======== Information shown ========

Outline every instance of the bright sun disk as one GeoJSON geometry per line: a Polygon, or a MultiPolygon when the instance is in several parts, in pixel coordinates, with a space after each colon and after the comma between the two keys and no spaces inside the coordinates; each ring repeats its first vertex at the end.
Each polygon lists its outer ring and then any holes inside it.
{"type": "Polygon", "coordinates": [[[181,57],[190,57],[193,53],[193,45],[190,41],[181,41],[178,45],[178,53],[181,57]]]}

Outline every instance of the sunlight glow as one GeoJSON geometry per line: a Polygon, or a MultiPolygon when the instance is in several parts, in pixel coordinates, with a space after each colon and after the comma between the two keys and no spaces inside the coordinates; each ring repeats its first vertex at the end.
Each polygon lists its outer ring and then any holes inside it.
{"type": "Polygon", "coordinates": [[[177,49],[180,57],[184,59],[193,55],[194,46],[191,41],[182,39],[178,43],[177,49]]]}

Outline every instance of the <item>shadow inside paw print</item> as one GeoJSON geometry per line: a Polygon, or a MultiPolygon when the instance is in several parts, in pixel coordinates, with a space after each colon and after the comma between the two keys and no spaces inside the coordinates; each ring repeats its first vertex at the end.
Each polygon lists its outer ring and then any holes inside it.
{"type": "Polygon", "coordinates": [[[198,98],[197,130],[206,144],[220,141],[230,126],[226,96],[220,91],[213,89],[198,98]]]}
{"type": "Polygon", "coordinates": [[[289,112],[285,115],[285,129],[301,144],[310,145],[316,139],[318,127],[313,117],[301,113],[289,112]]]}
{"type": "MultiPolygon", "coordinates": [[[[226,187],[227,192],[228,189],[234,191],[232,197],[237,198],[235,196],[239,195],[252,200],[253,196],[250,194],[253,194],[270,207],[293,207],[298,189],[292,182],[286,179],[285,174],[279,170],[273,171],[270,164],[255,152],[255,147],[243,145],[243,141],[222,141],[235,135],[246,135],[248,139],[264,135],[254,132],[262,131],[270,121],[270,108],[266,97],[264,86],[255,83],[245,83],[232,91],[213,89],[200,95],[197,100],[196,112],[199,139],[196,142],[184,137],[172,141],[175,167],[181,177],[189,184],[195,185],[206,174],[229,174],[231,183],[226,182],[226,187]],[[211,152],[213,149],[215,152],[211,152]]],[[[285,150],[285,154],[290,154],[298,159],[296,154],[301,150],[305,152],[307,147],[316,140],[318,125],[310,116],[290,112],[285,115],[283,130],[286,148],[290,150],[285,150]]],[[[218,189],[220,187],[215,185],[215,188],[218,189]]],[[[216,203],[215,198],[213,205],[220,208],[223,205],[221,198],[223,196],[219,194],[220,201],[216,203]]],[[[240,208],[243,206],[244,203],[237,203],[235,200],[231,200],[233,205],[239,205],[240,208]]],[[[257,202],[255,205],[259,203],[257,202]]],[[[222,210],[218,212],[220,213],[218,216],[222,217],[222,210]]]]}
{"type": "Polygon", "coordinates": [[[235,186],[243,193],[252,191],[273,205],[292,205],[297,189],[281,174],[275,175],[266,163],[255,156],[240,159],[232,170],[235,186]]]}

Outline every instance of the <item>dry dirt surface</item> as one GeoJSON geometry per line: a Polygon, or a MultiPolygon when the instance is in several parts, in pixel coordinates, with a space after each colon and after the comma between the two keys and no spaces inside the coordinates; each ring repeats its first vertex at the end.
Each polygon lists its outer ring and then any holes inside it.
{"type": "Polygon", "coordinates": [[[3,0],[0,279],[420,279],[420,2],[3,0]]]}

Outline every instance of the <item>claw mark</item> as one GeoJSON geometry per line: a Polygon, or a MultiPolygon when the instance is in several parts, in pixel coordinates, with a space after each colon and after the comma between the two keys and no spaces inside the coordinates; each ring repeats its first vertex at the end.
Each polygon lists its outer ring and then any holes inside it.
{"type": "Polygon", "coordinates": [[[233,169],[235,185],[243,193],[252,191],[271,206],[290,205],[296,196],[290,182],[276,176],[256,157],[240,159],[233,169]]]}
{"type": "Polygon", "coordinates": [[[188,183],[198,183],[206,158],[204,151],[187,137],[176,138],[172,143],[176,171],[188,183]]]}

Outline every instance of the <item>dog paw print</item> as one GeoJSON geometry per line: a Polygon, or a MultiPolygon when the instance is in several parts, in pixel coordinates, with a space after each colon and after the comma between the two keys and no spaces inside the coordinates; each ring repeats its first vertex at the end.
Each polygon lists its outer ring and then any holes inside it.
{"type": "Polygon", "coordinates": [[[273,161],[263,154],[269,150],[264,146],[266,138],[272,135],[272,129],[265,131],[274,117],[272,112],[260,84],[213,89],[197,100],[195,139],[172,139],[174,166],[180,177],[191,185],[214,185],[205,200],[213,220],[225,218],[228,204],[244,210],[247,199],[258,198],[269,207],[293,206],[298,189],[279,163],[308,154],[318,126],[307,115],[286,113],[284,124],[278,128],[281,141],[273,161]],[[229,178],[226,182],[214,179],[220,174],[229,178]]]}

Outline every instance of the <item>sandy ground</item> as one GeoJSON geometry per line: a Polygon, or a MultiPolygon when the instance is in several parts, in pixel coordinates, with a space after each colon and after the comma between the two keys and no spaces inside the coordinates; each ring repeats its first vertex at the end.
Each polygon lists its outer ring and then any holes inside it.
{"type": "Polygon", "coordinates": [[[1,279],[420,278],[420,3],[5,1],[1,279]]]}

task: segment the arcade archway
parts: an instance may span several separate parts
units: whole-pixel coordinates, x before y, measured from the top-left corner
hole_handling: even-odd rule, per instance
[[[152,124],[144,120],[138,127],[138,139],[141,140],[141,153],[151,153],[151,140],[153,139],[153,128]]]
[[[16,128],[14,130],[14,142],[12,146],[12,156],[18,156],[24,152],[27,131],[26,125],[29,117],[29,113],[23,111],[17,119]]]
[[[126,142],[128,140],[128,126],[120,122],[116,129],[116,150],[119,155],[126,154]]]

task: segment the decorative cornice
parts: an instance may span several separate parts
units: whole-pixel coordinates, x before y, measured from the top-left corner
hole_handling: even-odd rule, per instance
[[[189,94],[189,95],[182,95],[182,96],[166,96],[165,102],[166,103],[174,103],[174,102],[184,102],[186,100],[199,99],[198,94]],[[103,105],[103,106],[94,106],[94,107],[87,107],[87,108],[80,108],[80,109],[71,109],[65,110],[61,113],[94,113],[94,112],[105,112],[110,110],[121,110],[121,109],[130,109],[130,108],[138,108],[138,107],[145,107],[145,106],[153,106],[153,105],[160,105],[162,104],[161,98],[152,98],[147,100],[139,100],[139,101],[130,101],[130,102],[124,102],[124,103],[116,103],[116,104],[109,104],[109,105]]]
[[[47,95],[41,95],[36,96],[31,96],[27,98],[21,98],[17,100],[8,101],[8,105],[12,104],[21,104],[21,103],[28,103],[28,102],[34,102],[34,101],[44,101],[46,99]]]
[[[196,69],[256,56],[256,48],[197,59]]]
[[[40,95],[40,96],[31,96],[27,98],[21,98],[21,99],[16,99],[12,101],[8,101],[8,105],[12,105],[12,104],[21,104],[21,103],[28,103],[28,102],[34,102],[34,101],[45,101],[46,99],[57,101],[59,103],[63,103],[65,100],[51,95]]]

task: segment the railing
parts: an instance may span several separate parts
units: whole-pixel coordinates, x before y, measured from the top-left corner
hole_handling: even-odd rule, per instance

========

Exercise description —
Render the lines from the one containing "task: segment the railing" through the end of the records, both included, as a JSON list of strings with one string per line and blank lines omitted.

Exercise response —
[
  "task: segment the railing",
  "parts: an instance may span several separate parts",
  "units: whole-pixel coordinates, x before y, measured from the top-left corner",
  "hole_handling: even-odd rule, per instance"
]